• **ABOUT THIS TASK**: When the string "laptop" is part of a line in the data below, report the whole line.

** DATA PROVIDED follows **

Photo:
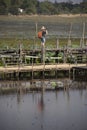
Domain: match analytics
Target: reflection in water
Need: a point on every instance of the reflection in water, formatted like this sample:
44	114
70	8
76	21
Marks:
48	110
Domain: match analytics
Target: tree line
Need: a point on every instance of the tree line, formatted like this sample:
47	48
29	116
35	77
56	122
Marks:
17	7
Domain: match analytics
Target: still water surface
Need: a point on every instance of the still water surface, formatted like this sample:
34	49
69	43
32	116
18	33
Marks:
48	110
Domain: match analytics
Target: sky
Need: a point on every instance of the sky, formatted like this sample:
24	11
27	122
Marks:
74	1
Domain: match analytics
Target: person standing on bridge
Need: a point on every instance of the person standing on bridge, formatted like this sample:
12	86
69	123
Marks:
42	36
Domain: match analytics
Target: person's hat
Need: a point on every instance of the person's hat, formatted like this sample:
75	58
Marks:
43	28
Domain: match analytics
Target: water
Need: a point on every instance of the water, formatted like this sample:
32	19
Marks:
47	110
27	29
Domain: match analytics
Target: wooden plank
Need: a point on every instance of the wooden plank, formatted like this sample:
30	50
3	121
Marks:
40	67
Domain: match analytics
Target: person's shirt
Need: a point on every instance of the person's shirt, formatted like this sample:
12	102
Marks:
44	32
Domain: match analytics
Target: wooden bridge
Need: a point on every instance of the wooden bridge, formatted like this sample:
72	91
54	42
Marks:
42	67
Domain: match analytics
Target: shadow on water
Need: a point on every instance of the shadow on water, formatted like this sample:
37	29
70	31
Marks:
41	108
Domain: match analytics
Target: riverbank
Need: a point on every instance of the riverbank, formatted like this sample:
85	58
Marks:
45	18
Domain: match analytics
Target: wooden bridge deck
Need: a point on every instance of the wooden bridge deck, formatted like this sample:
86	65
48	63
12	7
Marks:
42	67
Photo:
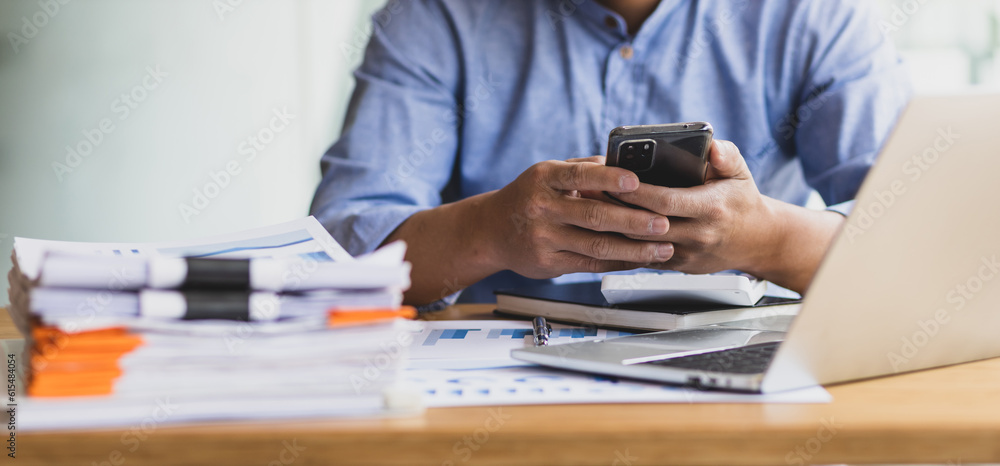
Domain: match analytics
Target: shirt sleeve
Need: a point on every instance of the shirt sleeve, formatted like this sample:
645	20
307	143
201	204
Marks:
397	149
856	87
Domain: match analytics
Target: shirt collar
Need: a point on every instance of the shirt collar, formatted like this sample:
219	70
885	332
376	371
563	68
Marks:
610	21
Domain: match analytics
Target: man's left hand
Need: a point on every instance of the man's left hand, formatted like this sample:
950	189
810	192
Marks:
724	224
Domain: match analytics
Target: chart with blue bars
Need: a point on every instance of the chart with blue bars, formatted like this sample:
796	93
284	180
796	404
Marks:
437	335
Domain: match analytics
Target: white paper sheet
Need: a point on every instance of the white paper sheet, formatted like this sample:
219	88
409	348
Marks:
468	363
480	344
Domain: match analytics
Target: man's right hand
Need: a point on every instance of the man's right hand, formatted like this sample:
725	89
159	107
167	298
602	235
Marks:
540	227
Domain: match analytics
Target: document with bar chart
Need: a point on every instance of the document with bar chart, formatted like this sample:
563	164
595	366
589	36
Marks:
468	363
477	344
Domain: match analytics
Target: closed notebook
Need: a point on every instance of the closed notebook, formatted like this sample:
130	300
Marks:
583	303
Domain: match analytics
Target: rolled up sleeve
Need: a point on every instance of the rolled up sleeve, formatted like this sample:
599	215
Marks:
856	89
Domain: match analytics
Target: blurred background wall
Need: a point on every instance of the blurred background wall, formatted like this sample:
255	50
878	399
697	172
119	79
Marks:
116	114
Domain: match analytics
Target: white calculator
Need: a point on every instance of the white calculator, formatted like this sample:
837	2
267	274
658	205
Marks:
731	289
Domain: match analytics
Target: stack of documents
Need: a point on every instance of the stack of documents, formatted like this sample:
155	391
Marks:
275	322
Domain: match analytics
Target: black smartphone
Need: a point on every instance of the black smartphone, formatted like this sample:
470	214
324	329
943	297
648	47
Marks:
673	155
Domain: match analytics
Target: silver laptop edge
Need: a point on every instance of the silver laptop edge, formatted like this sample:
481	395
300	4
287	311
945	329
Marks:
909	282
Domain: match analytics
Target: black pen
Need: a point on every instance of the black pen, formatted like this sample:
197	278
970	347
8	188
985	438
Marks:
541	330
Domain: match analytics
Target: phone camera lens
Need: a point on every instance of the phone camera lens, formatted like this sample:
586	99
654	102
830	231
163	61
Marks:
637	155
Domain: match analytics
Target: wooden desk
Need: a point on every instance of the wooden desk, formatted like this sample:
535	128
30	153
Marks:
949	415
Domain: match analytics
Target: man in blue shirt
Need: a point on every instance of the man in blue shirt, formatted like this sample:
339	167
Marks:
465	111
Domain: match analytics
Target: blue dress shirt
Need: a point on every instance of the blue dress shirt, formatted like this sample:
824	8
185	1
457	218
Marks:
458	97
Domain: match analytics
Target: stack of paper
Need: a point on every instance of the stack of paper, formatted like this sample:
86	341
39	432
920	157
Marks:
279	321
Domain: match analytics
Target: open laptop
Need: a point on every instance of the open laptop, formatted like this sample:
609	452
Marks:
911	282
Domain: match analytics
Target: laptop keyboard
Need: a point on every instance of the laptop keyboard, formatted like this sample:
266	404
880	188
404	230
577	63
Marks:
752	359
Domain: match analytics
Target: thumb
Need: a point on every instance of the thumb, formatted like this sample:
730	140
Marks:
725	161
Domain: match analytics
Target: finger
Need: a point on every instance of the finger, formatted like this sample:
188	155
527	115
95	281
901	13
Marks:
611	247
671	202
683	231
589	177
602	216
598	159
725	161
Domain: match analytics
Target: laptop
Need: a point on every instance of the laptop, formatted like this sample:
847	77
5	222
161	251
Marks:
911	282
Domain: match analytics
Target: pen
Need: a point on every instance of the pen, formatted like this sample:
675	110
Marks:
541	330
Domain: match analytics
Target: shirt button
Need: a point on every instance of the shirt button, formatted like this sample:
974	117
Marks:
626	52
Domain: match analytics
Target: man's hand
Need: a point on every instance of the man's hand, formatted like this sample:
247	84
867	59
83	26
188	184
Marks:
720	225
728	224
541	227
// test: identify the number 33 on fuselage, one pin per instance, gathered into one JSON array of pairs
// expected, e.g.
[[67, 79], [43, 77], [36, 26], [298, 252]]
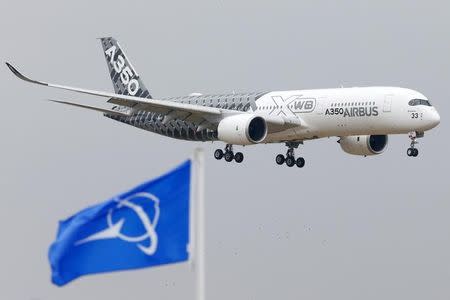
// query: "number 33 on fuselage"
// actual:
[[362, 118]]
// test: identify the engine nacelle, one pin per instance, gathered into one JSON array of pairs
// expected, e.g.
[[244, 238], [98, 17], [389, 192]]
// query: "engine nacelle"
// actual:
[[364, 144], [243, 129]]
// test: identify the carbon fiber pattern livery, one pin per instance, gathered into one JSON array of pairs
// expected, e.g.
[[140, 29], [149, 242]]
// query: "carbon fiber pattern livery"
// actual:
[[117, 62], [183, 128]]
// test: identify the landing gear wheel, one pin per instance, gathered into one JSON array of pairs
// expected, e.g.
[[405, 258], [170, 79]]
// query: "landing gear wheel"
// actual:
[[218, 154], [229, 156], [290, 161], [300, 162], [238, 157], [280, 159], [410, 151]]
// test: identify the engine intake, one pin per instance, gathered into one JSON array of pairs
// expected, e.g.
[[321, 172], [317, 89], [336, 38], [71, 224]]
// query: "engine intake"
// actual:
[[364, 144], [243, 129]]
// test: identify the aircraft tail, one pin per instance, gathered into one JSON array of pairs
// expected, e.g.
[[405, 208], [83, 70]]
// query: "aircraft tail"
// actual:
[[125, 79]]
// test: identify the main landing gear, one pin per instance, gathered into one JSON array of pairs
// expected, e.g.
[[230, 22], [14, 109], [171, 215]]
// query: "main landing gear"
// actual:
[[229, 155], [412, 150], [290, 158]]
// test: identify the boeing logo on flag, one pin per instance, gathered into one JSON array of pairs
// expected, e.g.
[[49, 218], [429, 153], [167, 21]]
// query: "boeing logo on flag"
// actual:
[[144, 227], [114, 229]]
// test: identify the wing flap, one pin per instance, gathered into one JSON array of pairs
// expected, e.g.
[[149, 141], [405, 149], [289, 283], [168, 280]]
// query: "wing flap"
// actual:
[[131, 101]]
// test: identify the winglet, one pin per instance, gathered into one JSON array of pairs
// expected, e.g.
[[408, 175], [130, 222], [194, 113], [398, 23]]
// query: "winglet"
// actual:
[[21, 76]]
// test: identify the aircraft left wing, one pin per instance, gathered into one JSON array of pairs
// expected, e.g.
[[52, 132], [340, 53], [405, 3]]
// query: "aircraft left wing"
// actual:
[[194, 113]]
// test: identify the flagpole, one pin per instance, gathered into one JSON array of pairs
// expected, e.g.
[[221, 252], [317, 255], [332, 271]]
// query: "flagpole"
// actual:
[[198, 208]]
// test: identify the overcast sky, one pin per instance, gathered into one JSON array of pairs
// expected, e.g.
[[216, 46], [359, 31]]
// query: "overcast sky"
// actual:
[[344, 227]]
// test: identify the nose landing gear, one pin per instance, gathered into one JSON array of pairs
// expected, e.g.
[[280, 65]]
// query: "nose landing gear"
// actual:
[[229, 155], [290, 157], [412, 150]]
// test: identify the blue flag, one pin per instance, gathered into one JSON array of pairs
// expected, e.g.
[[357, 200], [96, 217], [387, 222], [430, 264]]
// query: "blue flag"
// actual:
[[146, 226]]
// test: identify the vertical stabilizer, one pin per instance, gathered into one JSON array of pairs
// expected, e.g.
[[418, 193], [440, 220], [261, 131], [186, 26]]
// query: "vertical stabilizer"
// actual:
[[125, 79]]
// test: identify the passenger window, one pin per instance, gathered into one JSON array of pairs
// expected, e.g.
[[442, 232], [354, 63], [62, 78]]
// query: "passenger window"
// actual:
[[415, 102]]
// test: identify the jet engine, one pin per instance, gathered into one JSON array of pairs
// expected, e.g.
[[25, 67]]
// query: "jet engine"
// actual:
[[364, 144], [242, 129]]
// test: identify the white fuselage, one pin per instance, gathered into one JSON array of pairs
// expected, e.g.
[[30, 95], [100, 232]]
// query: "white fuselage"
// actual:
[[347, 111]]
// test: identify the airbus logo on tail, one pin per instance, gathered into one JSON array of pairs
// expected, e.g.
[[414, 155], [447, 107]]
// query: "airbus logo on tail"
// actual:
[[126, 73]]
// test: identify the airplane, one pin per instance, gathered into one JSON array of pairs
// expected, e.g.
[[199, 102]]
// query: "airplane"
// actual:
[[361, 117]]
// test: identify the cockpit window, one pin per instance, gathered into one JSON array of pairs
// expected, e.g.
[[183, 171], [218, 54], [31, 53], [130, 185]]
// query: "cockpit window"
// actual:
[[415, 102]]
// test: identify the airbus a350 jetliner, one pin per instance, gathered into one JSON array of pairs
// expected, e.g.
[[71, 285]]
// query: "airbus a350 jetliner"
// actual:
[[362, 118]]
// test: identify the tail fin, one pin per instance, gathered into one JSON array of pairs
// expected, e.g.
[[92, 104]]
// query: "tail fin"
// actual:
[[125, 79]]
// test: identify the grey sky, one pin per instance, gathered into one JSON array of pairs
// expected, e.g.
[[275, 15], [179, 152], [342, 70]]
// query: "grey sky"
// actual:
[[343, 227]]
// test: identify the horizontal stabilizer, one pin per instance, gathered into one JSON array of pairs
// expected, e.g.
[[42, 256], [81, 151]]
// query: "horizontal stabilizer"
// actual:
[[103, 110]]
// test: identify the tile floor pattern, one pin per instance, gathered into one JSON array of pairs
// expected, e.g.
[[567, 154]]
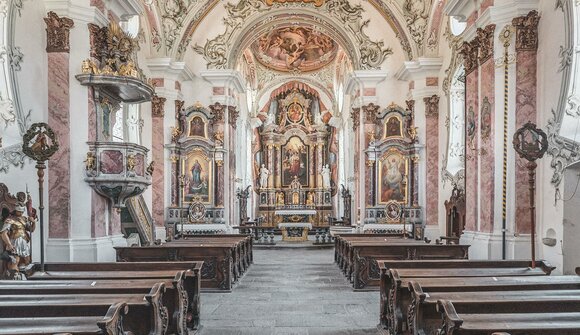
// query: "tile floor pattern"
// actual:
[[291, 291]]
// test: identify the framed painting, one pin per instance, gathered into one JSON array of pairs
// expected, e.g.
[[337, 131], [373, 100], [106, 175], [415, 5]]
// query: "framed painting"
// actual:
[[197, 127], [393, 178], [393, 127], [295, 162], [197, 168]]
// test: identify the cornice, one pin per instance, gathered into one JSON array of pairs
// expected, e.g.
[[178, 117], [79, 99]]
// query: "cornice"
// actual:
[[364, 79], [225, 78], [167, 68], [420, 69], [460, 9], [66, 8]]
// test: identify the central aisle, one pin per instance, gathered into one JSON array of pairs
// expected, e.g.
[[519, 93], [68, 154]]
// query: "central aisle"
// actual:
[[291, 291]]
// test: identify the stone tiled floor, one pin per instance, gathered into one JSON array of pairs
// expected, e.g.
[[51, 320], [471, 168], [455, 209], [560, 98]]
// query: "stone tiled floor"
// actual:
[[291, 291]]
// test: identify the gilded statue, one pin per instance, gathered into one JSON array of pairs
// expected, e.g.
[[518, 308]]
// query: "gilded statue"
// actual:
[[280, 198], [15, 236], [91, 161], [150, 168], [131, 163]]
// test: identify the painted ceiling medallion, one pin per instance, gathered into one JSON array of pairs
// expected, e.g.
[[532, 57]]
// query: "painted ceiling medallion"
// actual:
[[295, 48], [317, 3]]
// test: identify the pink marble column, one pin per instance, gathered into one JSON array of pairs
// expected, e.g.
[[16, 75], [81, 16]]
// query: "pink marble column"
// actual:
[[472, 152], [432, 156], [158, 156], [526, 87], [59, 191], [487, 128]]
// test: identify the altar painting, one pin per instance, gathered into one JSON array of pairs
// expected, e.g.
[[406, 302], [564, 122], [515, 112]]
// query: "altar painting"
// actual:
[[197, 127], [393, 176], [198, 177], [294, 162]]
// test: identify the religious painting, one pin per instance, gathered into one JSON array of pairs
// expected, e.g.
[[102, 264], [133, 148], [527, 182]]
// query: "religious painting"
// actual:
[[393, 127], [295, 113], [485, 119], [393, 176], [471, 125], [294, 162], [295, 48], [111, 162], [197, 127], [197, 168]]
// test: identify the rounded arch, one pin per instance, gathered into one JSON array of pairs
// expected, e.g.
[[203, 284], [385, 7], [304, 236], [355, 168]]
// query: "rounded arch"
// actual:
[[278, 18], [325, 95]]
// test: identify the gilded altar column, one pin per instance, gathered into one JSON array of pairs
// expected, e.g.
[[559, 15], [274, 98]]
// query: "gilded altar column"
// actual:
[[432, 153], [271, 156], [59, 119]]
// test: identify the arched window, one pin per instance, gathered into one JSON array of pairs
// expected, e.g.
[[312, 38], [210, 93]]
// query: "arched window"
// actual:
[[456, 139], [128, 124]]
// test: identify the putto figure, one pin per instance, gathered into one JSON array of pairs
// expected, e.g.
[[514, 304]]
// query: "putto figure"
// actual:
[[15, 235]]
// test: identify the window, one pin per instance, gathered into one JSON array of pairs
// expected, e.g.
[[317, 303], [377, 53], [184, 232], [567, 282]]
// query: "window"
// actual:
[[457, 28], [456, 141]]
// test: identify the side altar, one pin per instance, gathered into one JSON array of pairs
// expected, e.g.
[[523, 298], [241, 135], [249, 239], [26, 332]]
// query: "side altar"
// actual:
[[295, 158]]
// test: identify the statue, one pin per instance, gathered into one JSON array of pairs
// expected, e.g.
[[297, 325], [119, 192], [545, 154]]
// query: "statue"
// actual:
[[310, 199], [264, 173], [280, 198], [15, 235], [325, 176]]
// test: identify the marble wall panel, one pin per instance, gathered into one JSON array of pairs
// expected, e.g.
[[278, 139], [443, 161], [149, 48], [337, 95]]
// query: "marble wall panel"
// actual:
[[59, 165], [432, 182], [472, 156], [158, 182], [526, 87], [488, 155], [98, 215]]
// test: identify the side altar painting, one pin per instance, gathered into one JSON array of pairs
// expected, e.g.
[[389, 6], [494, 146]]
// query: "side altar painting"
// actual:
[[198, 169], [393, 175], [294, 162], [295, 153]]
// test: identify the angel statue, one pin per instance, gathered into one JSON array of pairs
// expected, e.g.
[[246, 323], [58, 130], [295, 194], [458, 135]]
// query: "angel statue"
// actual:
[[15, 236]]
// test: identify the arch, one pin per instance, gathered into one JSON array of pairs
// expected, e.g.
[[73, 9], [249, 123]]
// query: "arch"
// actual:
[[324, 94], [195, 18]]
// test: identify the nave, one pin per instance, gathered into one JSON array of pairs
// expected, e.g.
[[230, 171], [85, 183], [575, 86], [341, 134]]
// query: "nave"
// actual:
[[291, 291]]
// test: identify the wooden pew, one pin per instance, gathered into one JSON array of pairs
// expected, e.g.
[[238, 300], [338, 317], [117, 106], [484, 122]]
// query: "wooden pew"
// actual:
[[365, 272], [147, 313], [216, 272], [112, 323], [395, 276], [549, 323], [183, 286], [423, 317], [242, 255]]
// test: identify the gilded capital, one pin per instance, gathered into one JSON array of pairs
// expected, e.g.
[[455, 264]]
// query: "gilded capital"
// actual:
[[57, 33], [527, 31], [432, 106], [217, 111], [485, 37], [158, 106]]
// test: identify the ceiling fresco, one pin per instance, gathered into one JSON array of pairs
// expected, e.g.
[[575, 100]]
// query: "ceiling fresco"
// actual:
[[295, 48]]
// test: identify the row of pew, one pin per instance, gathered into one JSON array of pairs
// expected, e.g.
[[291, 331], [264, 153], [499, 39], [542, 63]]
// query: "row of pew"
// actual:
[[103, 298], [149, 290], [357, 255], [225, 257], [431, 289]]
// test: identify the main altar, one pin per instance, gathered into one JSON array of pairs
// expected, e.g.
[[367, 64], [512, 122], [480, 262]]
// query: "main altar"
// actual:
[[295, 156]]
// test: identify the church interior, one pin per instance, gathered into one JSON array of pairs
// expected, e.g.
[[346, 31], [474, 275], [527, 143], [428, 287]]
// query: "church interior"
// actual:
[[289, 167]]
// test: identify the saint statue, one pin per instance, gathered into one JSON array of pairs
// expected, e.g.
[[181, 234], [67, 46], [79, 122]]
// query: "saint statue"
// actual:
[[196, 174], [264, 173], [325, 176], [15, 235]]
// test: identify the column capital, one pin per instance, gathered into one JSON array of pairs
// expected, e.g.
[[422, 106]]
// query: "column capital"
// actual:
[[57, 33]]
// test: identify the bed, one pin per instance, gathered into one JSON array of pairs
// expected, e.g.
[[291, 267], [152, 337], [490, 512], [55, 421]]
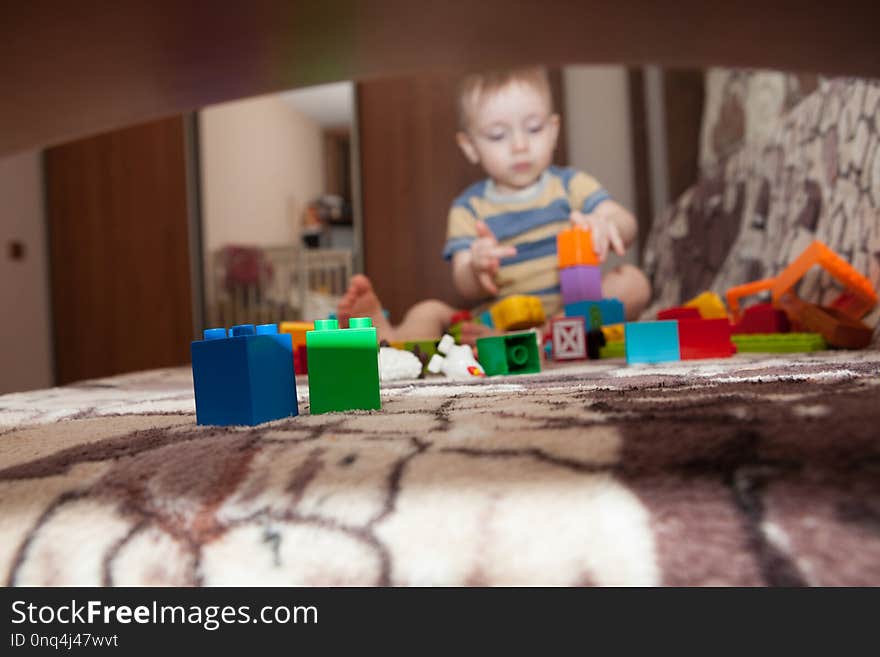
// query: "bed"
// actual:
[[754, 470]]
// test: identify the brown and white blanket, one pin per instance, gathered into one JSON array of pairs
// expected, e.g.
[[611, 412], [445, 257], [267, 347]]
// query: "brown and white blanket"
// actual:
[[746, 471]]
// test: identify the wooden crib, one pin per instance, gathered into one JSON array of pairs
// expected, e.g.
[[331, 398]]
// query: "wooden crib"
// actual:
[[288, 283]]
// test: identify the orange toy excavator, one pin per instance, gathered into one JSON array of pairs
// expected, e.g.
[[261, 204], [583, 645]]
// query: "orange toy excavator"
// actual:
[[839, 322]]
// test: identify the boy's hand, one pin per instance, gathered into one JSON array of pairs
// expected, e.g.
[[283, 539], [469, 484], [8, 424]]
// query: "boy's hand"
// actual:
[[604, 233], [486, 257]]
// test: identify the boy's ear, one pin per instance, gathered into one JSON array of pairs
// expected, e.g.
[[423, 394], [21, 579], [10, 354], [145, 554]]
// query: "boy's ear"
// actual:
[[466, 144]]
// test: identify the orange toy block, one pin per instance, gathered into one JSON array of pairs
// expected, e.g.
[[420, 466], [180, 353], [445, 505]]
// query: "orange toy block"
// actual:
[[574, 246], [297, 332], [734, 294], [517, 312], [858, 296]]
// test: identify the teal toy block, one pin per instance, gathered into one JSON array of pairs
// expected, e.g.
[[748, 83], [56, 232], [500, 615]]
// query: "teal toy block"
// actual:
[[610, 311], [244, 377], [651, 342], [514, 353], [343, 366]]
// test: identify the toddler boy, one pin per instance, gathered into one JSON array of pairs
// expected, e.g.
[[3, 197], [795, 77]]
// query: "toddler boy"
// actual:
[[502, 230]]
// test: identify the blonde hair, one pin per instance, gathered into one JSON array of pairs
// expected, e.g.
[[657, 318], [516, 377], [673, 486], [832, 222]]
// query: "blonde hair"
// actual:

** End of DATA PROVIDED **

• **ANSWER BOX**:
Target: silver laptop edge
Need: a point on every instance of the silver laptop edge, formatted like this sample:
Target: open laptop
Need: a point on every instance of the open laptop, formatted like this sample:
Target: laptop keyboard
Need: a point on every instance of the laptop keyboard, formatted like this sample:
Target: laptop
Need: a point on every instance of the laptop, formatted like this sample:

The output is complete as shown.